— start of Extract provided —

Introduction to HTML

HTML is one of three fundamental concepts on which the WWW rests. (The other two are the HTTP protocol and the URL addressing/naming scheme.) Consequently, it is important to understand not just how to use HTML but also its role within the web, its capabilities and limitations, and possible future directions it may take.
Currently, HTML provides three primary capabilities. First, it provides facilities for describing how information should be represented or displayed. Second, it provides a mechanism for including within a document links or references to other documents; this mechanism includes a concept of behavior, so that when a user "selects" a link, the document associated with that link is accessed. Third, HTML allows a document to include other forms of data, such as images, that are displayed within the document. Other capabilities, such as providing forms that can be filled out and, in turn, used to invoke an associated process, can be viewed as extensions of these three basic functions. Future developments, such as passing active program from server to browser/interpreter (Java/HotJava), will extend this list of basic capabilities, but for now, the three capabilities noted above are fundamental.
The reason HTML is important within the Web architecture is that it serves as a de facto standard for describing, in general terms, how information is structured and/or should be displayed. Thus, it permits different vendors to develop a variety of browsers that can run on different hardware and software platforms, but display data in approximately the same way. This support for heterogeneity is consistent with the overall concept of global scale that runs through web thinking. However, the consistency provided by HTML comes at a cost: it is currently very limited in its formatting capabilities, far more so than what most users have come to expect from their word processing and page layout software. The temptation -- and, indeed, current practice -- is for individual vendors, such as Netscape, to implement new, nonstandard features in their systems. In some cases, such innovations have been incorporated into standard versions of HTML, but keeping HTML sufficiently coherent and consistent across platforms so that the web remains heterogeneous will be a major challenge over the next few years.
For additional information on HTML, see HTML Primer for a basic "howto" manual and the WWW Consortium's HTML page for pointers to technical discussions of HTML and related issues, including discussions and specifications for current and future versions of HTML.

How To
This section provides suggestions for getting started using HTML. It is intended to supplement more through discussions of HTML. To assist with this discussion, I have included pointers to two null documents: a blank document that includes the basic HTML forms and a dummy document that includes those forms as well as dummy "content." As you read this introduction, you should view the source and formatted versions of the dummy document.
Basics
Data is structured and formatted in HTML through tags that are embedded within a document. The basic form of a tag is:
 
less_than tag greater_than
<tag>
For example:
 
<BODY>
identifies the basic content of a document.
Tags are typically paired, with a beginning and an ending form. The ending form repeats the tag, but with a slash (/) inserted before the less_than and the tag name, as in </BODY>.

— end of Extract provided —

*Problem details*. Rewrite the stretch of the HTML introduction from "For additional information" through "versions of HTML.", putting "guide" in place of "manual".

— start of Extracted records —

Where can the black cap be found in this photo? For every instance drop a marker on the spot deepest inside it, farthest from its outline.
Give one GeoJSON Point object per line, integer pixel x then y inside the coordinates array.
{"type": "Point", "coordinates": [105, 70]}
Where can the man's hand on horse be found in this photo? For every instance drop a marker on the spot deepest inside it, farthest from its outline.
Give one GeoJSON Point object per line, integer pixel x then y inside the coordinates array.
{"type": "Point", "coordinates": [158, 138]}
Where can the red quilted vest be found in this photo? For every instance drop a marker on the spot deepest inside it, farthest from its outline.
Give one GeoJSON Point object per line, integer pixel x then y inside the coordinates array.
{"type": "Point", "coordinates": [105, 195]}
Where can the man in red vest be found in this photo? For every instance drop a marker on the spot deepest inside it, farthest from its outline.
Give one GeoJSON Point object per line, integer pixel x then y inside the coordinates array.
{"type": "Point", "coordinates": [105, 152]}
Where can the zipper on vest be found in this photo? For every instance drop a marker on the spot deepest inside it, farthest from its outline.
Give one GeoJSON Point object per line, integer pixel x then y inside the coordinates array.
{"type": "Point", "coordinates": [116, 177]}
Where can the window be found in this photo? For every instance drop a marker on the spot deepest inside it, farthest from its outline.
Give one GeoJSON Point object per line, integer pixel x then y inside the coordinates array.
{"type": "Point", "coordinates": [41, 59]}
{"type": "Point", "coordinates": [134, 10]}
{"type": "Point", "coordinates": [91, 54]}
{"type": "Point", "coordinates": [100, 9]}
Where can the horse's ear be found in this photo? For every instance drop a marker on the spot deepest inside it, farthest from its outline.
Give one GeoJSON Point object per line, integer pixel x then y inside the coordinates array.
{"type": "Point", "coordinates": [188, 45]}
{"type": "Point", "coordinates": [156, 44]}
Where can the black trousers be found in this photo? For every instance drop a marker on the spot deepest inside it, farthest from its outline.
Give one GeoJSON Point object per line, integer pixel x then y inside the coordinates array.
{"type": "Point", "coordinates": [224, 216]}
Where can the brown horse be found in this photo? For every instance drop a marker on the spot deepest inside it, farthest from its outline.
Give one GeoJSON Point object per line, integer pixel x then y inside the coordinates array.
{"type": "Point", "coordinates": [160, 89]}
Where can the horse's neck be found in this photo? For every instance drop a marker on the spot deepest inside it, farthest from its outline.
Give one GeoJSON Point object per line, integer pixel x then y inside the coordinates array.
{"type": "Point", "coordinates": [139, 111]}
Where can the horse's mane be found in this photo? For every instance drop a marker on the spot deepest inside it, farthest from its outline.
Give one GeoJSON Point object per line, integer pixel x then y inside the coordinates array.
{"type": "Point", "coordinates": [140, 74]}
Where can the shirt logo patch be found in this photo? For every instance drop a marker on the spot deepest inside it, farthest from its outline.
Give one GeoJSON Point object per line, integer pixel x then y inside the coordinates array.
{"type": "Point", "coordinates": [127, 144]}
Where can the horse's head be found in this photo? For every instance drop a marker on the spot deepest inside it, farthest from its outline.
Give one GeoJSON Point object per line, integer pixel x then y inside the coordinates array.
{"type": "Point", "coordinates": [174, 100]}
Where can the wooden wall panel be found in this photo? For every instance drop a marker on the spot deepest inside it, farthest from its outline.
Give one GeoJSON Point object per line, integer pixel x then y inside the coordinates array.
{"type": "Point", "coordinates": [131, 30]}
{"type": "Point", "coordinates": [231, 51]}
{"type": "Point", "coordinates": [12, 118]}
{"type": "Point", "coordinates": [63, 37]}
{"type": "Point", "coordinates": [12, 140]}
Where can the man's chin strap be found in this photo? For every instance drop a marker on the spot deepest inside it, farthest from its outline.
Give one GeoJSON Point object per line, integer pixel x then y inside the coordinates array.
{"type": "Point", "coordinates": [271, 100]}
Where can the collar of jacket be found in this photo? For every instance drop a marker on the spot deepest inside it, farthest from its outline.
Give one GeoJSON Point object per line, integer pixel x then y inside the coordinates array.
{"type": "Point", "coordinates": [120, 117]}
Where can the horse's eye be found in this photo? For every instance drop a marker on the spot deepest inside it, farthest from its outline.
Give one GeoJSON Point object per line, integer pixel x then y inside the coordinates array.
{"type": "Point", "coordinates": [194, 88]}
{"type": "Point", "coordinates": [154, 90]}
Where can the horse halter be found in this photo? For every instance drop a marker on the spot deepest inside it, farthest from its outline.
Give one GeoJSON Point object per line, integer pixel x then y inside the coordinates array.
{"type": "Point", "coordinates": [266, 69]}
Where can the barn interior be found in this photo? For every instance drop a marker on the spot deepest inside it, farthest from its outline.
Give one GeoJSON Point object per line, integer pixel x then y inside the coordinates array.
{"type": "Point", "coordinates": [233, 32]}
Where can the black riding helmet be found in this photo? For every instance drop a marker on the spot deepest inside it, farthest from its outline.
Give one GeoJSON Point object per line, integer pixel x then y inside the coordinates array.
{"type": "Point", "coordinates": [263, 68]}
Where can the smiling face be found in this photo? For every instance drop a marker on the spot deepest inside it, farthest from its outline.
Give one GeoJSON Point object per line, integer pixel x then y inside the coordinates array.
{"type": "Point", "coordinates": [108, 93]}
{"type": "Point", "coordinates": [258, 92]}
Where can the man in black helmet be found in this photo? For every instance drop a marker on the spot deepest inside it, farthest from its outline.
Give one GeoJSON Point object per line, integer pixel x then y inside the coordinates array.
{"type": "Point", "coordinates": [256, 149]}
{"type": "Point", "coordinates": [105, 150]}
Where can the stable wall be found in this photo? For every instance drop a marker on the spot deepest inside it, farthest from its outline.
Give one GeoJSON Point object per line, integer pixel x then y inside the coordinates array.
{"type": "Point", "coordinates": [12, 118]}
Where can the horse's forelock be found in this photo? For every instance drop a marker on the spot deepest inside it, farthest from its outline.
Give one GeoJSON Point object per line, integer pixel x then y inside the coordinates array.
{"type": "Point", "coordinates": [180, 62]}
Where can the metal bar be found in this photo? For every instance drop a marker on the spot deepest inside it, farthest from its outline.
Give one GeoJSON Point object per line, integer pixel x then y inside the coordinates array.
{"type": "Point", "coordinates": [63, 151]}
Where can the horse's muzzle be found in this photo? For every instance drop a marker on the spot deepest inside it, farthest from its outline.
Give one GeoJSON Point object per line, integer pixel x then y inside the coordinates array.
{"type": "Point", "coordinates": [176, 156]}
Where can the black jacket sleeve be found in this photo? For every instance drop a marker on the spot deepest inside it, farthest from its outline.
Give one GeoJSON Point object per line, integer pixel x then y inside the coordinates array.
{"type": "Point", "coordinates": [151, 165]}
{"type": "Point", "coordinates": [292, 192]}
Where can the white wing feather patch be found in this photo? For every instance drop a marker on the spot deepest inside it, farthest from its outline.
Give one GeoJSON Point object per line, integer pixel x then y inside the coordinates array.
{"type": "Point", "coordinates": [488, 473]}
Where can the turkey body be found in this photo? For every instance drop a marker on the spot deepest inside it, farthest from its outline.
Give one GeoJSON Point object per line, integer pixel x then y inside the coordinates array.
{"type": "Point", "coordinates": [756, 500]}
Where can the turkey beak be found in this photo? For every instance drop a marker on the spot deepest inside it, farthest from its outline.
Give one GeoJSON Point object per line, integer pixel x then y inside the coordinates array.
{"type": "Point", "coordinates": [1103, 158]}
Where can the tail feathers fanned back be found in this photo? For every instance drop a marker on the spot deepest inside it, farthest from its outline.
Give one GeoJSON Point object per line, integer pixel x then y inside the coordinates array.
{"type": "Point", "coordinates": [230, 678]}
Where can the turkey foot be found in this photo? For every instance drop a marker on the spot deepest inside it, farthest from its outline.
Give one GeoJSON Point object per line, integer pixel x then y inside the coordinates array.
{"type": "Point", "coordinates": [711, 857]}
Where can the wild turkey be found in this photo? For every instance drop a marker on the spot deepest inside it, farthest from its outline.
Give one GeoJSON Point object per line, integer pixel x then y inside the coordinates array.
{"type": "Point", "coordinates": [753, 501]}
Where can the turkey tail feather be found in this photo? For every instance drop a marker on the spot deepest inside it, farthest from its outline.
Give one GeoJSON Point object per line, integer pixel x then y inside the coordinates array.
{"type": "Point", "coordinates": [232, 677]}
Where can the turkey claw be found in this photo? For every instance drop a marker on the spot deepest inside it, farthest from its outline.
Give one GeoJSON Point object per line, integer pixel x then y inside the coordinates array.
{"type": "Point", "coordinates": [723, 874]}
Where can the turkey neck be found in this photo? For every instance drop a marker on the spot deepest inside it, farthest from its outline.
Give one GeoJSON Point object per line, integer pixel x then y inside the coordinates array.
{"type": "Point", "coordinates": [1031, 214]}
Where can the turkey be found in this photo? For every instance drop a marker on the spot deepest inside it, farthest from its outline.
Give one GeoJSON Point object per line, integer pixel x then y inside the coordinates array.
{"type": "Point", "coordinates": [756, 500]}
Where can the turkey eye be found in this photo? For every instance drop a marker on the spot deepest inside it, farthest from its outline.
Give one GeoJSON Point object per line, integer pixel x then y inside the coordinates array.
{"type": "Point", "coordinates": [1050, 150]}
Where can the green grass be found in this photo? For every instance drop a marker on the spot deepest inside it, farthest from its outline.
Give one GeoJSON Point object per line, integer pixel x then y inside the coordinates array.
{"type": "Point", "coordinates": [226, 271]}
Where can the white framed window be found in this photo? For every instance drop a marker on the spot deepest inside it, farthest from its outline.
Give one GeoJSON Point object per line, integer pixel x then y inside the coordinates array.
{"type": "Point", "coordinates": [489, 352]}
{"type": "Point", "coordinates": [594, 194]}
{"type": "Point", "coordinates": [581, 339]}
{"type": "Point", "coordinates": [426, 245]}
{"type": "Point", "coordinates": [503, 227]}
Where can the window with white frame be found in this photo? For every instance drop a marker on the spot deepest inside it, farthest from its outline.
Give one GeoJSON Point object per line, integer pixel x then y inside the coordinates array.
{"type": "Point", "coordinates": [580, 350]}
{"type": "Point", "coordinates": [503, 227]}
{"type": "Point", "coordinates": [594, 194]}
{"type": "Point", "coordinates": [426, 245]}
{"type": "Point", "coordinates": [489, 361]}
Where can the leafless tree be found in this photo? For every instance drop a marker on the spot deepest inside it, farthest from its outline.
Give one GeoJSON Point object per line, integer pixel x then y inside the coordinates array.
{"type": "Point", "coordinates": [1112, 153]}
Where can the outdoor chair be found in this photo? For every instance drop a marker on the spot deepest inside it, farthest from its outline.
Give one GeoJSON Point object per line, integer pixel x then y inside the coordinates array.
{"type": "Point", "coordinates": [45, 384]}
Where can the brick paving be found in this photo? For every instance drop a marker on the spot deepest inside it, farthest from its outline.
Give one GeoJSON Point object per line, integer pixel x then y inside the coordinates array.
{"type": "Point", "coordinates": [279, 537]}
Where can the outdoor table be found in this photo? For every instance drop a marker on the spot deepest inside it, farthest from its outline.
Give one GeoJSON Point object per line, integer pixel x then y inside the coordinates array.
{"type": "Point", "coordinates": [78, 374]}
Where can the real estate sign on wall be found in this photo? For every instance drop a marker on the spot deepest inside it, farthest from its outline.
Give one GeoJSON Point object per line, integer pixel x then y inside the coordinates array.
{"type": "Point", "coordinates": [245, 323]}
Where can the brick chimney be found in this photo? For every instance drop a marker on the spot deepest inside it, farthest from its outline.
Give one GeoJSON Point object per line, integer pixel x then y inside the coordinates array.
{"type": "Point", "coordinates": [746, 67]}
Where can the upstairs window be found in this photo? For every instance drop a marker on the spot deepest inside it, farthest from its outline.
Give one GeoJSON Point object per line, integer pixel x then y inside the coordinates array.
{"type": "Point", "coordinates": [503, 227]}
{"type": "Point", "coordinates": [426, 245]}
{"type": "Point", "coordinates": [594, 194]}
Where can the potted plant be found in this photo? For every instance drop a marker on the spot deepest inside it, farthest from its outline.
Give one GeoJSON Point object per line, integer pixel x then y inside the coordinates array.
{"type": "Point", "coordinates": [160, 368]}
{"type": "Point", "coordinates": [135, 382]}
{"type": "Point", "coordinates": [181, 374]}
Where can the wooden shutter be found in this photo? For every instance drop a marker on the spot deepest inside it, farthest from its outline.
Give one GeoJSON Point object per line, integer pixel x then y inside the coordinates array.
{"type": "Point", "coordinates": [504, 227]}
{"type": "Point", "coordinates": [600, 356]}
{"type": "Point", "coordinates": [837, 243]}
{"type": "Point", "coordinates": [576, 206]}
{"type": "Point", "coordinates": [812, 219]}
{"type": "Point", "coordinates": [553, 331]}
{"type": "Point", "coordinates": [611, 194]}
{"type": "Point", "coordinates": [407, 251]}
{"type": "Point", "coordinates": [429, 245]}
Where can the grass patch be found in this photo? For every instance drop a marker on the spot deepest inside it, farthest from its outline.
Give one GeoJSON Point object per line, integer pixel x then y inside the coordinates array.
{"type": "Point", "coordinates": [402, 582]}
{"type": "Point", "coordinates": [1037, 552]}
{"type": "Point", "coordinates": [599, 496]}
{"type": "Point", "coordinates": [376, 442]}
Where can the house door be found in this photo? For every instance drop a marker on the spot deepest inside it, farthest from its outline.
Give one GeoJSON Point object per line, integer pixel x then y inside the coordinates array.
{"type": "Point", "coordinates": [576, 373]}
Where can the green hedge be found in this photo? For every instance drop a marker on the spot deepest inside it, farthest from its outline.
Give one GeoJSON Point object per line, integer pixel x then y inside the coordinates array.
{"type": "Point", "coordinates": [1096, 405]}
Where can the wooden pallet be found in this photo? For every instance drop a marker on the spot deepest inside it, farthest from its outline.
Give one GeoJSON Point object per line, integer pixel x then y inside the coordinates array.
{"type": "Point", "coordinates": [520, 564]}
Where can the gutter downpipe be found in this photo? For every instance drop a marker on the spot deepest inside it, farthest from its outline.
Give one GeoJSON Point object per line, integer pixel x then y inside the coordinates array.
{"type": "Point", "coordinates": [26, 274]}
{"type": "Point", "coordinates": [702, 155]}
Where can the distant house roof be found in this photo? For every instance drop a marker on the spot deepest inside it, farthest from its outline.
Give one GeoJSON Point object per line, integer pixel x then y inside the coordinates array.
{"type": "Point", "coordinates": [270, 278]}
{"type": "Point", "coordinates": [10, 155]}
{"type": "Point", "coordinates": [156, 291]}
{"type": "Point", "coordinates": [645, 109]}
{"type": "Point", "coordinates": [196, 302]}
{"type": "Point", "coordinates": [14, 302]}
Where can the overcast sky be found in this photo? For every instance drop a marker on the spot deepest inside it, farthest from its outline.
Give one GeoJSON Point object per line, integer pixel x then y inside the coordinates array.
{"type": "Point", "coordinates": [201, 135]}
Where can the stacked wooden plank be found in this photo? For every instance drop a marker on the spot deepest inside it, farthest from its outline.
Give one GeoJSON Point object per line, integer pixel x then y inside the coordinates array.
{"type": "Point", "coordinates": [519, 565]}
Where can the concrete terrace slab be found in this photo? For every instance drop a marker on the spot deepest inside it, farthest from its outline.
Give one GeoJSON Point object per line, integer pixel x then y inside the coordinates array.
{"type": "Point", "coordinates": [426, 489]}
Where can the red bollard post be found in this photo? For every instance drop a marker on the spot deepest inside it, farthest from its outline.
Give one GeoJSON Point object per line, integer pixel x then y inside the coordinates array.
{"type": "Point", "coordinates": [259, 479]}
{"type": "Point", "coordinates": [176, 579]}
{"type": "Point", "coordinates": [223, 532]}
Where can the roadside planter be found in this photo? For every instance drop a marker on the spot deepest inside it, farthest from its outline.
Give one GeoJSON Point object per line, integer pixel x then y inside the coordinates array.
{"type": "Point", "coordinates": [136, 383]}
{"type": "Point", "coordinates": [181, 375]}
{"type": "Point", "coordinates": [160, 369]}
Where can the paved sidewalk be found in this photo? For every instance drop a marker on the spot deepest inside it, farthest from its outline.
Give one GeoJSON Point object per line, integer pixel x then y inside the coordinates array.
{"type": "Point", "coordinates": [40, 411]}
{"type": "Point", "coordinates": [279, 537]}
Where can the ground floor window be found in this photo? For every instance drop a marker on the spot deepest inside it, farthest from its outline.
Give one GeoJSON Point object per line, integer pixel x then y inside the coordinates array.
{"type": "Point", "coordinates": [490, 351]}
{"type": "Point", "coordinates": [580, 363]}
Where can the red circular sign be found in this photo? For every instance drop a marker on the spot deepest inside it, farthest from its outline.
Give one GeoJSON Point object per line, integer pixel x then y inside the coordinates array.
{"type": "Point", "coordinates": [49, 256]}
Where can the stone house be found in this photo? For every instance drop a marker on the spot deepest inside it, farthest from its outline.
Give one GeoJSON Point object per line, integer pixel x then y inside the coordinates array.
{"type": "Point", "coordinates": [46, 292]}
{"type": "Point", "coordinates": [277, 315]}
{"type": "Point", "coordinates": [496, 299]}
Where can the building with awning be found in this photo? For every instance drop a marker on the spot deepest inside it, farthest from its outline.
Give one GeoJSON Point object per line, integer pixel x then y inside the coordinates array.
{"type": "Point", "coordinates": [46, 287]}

— end of Extracted records —

*Answer to this problem*.
For additional information on HTML, see HTML Primer for a basic "howto" guide and the WWW Consortium's HTML page for pointers to technical discussions of HTML and related issues, including discussions and specifications for current and future versions of HTML.